#### [Problem details]
In the material below, some lines carry "instance". Copy each such line.

#### [Data under study]
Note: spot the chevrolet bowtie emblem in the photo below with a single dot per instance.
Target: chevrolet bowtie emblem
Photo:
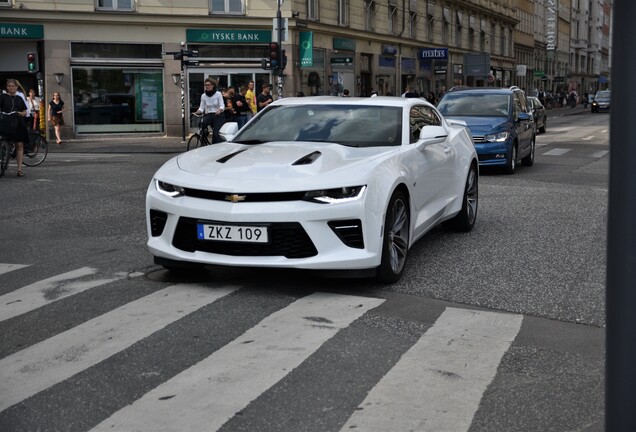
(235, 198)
--
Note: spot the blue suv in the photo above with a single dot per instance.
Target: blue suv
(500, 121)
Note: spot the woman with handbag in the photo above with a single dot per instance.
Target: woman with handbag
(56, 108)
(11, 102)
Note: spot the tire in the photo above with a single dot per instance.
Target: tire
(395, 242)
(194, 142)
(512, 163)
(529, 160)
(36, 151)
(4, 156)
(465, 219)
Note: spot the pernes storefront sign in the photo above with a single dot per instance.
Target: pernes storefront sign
==
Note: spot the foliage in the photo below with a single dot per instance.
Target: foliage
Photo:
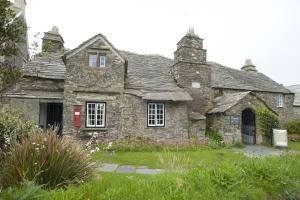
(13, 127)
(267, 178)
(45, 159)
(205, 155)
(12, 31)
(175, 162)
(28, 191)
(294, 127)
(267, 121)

#### [Output of the exercise]
Note: spot the chevrolet bowtie emblem in the photo below with a single dot per instance.
Note: spot the blue suv in the photo above with a single dot per instance.
Note: spot the woman with handbag in the photo above with a single dot per instance.
Note: spot the tire in the photo above with a single dot per instance.
Note: spot the pernes storefront sign in the photo above with a single dot per instance.
Note: spot the foliage in the photo below with a single dot per instance.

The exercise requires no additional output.